**Work order 1**
Retype the part of the glossary of art and philosophy terms that begins at the words "WAHRHEIT – Truth" and stops after the words "with the familiarity.".
**Work order 2**
Answer these questions using the glossary of art and philosophy terms:
(a) Whose animal does the Surrounding entry mention?
(b) In the Vulgäraristotelismus entry, what is the artist compared to?
(c) According to the Truth entry, what kind of truth is not in the domain of the existing?
**Work order 3**
Carry on the glossary of art and philosophy terms from the point where it stops.

UMGEBUNG – Surrounding
Regressive fantasy or actual wisdom: It means to merge with the surrounding, like Bataille’s animal that, after him, is like water in water.
VULGÄRARISTOTELISMUS – Vulgäraristotelismus
Artistic practice gains its relevance from the artists denial of reality. This has nothing to do with escapism. The opposite is true: the artistic practice enhances its contact to reality through removing its dominance. The artist as DJ, does not follow any strict line nor teleology or given sense in her practice. But it is experimental research that opens up the space to the undefined, the invisible, the uncharted territory. It is about the denial of the Vulgäraristotelismus, for the latter claims that everything exists already and that we shall accept our existence as bored-boring reconstructors of the given or past. It is far more alarming, even dramatic: there is more to invent and these inventions concern all realities in this world. It’s still out in the open, despite stable facts, irreversible history and an extensive lack of freedom. Despite alienation of the subject through its history and culture, despite economical imperatives, the dictatorship of ignorance that flood the entire planet.
WAHRHEIT – Truth
The subject floats within the richness of the existing as well as in the ontologically disparate. It floats in some sort of stream of contingency. The domain of the existing is particles of reality, is open and undefined. There is no eternal truth in it. In the contrary, it is rather as if its truth is to find in its own inconsistency. The promise of reality is reneged over and over again, for it is here where the thinking of philosophy and art operates and navigates.
XENOGRAPHIE – Xenography
One may call the artistic as well as the philosophical thinking xenographic. It is the registrar of the strangeness of a pretending familiar world. But thinking only exists through breaking with the familiarity.

**Entries supplied**
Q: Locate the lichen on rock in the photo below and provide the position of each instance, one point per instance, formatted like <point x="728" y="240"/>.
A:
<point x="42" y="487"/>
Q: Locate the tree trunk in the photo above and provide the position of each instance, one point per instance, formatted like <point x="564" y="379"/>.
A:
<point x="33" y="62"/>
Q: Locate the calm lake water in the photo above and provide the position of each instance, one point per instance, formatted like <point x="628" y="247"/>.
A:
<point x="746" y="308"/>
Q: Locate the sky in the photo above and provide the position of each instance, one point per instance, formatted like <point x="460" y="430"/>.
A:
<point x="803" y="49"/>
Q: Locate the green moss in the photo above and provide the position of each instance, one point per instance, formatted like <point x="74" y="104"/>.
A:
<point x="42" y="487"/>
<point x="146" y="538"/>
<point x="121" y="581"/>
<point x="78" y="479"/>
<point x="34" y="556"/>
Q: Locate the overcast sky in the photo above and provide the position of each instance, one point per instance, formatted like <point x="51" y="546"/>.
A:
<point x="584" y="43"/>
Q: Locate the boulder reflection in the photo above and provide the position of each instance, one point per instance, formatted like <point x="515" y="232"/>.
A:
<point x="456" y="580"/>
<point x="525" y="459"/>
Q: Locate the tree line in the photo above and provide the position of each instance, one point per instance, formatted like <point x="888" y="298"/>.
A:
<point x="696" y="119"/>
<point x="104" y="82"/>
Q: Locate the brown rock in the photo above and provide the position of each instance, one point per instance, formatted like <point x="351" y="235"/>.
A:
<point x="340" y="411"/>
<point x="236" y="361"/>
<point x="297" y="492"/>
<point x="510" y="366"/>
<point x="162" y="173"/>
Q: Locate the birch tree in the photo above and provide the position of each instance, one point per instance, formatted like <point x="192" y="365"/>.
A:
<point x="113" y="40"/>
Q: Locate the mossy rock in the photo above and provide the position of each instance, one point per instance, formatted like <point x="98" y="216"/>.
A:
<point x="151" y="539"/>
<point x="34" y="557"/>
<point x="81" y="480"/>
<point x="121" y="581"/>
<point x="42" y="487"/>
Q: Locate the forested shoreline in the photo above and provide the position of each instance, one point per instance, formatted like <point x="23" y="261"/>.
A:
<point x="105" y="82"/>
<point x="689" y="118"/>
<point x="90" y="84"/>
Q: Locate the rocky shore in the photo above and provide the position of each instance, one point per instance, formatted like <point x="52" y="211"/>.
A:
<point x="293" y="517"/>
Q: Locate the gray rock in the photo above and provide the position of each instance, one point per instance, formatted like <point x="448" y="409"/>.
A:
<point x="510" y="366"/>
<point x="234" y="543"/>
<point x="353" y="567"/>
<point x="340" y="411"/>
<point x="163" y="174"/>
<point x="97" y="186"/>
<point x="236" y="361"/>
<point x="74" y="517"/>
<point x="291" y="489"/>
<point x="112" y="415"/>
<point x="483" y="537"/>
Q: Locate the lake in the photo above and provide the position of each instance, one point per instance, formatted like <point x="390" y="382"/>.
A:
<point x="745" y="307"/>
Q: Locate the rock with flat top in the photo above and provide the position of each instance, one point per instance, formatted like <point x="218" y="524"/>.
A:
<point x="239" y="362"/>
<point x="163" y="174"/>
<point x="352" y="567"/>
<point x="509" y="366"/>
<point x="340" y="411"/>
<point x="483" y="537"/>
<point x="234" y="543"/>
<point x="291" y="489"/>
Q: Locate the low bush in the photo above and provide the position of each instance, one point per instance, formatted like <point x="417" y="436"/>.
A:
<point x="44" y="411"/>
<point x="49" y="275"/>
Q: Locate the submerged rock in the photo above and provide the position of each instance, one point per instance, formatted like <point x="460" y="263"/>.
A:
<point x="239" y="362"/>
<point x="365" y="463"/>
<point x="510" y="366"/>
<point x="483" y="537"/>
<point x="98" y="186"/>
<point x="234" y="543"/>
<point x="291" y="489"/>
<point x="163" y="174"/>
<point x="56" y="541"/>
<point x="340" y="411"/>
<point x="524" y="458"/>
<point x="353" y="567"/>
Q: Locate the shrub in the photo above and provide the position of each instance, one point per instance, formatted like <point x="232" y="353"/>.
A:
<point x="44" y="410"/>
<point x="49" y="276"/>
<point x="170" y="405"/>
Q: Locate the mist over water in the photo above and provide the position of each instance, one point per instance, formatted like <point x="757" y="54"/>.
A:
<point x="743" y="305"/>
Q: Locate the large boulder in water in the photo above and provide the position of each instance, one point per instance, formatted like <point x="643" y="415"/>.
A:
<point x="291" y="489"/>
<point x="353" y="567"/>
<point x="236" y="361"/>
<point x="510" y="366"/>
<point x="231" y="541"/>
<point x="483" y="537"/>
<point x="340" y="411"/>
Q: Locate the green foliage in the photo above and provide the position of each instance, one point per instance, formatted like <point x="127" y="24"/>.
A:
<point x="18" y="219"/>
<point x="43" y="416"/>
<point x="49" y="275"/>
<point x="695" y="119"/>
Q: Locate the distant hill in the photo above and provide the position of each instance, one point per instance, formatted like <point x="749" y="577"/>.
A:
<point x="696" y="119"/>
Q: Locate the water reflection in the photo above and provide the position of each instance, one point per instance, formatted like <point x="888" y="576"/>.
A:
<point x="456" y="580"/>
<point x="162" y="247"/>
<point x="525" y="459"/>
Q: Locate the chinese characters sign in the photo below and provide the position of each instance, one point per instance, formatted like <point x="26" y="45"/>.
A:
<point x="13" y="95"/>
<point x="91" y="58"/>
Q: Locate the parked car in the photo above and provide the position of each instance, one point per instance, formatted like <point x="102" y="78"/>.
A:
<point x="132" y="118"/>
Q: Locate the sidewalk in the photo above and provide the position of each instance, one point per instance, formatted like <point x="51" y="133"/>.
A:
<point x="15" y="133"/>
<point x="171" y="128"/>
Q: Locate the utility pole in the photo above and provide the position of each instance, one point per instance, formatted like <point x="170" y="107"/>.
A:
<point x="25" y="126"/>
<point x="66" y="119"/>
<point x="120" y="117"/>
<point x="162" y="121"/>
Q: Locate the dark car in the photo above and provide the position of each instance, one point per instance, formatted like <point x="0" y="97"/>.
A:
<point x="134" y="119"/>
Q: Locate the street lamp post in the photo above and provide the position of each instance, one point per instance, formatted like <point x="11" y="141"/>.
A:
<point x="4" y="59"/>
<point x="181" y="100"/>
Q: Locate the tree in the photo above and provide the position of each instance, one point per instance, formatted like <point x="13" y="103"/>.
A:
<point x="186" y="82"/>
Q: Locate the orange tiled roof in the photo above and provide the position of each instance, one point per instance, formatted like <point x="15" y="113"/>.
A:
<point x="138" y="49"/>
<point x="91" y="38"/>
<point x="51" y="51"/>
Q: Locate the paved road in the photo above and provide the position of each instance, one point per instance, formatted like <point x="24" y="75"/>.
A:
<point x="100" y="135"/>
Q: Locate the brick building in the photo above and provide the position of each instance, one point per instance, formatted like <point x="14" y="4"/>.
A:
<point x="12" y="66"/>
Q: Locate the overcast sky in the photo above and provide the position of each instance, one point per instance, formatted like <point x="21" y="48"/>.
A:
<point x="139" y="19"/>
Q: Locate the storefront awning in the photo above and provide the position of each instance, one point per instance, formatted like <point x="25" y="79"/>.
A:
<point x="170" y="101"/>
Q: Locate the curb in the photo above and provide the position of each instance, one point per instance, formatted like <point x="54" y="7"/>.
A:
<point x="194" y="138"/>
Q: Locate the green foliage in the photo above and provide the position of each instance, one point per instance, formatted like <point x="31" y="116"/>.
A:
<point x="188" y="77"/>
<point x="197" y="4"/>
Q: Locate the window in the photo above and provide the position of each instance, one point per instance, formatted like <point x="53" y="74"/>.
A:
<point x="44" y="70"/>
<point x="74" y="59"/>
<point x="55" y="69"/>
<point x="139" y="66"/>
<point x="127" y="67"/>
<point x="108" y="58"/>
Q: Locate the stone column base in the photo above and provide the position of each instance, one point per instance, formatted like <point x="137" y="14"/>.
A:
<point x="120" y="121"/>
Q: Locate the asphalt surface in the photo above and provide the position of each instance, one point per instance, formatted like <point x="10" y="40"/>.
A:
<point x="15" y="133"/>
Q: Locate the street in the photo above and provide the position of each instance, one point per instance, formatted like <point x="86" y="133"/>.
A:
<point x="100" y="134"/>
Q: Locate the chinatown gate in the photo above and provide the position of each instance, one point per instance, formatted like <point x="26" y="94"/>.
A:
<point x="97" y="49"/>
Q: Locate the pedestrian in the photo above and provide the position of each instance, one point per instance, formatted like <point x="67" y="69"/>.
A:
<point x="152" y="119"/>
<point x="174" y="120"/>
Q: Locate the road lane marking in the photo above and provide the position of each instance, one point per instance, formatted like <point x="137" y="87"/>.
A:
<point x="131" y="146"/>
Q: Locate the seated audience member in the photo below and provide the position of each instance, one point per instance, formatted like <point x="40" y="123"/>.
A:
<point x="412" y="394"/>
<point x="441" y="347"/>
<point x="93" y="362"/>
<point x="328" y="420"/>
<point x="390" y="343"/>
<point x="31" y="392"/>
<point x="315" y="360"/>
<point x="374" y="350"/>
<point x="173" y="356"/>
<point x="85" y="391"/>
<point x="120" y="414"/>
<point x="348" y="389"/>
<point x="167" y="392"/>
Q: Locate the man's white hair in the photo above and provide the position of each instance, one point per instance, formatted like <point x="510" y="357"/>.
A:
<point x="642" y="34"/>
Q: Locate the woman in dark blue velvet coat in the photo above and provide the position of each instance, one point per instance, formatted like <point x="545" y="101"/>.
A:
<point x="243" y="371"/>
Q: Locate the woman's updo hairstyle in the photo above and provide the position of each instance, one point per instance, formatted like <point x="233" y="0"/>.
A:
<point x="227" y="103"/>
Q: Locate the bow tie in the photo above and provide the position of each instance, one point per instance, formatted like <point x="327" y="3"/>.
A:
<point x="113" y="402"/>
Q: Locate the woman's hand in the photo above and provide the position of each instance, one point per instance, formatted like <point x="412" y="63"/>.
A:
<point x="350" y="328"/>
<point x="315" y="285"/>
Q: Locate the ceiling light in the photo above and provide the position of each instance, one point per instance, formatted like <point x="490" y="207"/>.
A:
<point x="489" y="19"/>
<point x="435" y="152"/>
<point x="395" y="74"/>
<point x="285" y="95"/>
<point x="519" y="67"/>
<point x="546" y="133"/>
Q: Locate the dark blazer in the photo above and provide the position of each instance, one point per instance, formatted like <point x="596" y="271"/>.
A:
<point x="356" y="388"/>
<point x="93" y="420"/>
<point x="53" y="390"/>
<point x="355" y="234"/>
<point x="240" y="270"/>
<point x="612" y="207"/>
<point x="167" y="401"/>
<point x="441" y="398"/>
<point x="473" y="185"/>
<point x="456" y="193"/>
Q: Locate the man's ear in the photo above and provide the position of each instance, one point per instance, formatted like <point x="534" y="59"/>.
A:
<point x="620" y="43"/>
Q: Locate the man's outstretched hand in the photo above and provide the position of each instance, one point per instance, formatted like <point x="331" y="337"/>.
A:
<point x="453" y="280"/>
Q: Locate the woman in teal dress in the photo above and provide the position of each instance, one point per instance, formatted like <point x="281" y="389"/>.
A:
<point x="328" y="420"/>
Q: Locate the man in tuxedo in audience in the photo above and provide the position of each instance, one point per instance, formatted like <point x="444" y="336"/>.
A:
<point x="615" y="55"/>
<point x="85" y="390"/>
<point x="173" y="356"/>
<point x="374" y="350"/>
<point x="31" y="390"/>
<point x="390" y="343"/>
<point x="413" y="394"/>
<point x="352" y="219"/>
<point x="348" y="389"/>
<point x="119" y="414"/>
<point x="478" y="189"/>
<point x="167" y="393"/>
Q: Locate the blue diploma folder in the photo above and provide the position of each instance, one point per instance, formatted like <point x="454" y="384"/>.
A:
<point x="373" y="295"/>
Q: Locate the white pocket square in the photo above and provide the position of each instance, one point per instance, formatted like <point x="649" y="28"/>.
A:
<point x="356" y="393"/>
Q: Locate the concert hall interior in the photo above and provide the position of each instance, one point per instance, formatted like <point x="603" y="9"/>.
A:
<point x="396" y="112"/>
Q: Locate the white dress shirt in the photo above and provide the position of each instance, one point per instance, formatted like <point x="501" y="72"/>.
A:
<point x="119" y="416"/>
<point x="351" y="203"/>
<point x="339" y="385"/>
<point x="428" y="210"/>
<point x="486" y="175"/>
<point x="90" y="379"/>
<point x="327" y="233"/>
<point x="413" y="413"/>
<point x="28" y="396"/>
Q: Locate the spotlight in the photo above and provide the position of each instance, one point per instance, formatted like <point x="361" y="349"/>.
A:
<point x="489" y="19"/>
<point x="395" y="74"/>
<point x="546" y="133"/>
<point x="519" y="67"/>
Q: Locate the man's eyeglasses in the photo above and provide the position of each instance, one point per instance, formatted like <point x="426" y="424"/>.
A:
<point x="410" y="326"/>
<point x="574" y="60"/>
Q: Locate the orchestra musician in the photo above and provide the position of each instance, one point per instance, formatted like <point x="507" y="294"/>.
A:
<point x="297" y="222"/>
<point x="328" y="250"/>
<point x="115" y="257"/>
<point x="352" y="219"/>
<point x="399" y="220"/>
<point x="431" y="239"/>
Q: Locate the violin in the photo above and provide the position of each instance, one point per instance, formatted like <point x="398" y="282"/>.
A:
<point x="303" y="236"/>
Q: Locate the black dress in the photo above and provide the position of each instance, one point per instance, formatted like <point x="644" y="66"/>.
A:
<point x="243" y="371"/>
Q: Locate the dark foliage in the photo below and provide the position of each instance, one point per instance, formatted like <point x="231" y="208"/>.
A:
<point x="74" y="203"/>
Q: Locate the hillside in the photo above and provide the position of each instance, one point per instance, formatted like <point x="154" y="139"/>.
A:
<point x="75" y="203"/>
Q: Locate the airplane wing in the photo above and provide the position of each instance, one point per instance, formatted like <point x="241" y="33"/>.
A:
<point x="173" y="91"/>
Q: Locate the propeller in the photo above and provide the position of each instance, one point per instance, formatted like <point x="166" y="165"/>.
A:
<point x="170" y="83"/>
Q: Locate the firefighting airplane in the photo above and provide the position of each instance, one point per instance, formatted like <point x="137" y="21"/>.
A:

**Exercise result 1**
WAHRHEIT – Truth
The subject floats within the richness of the existing as well as in the ontologically disparate. It floats in some sort of stream of contingency. The domain of the existing is particles of reality, is open and undefined. There is no eternal truth in it. In the contrary, it is rather as if its truth is to find in its own inconsistency. The promise of reality is reneged over and over again, for it is here where the thinking of philosophy and art operates and navigates.
XENOGRAPHIE – Xenography
One may call the artistic as well as the philosophical thinking xenographic. It is the registrar of the strangeness of a pretending familiar world. But thinking only exists through breaking with the familiarity.

**Exercise result 2**
(a) Bataille's
(b) A DJ
(c) Eternal truth

**Exercise result 3**
YIING – Yiing
In ‘the Book of Changes’ Yiing light and night are differentiated in the same way as life and death are. But differently to the Occidental philosophy, the Chinese does not dramatize these differences.
Therefore in Chinese philosophy there is no need to synthesize these differences. In case this happens anyway, we are dealing rather with natural synthesises, where contrasts are only transitions. The subject itself is transition, a sort of multiplicity of different alternating states.
ZYNISMUS – Cynicism
The cynics will always have the determinism at hand to justify their passivity for everything is already decided. But this is not true. Our realities are fragile. This means that they are not eternally stable, they change. There remains a lot of space in the undefined. It is the undefined and contingency that allows for an open future (a future that was reducible on its past would not be one) – the inconsistency of our world. Art is this: the openness of the subject to these inconsistencies, operating with uncertainties and non existing evidence, the affirmation of the contingency of reality. The latter is prolonged wherever, whenever, why ever, always in the future, today ad infinitum to its farthest borders and beyond.
[1] Theodor W. Adorno, Ästhetische Theorie, GW 7, Frankfurt a. M. 1970, S. 205.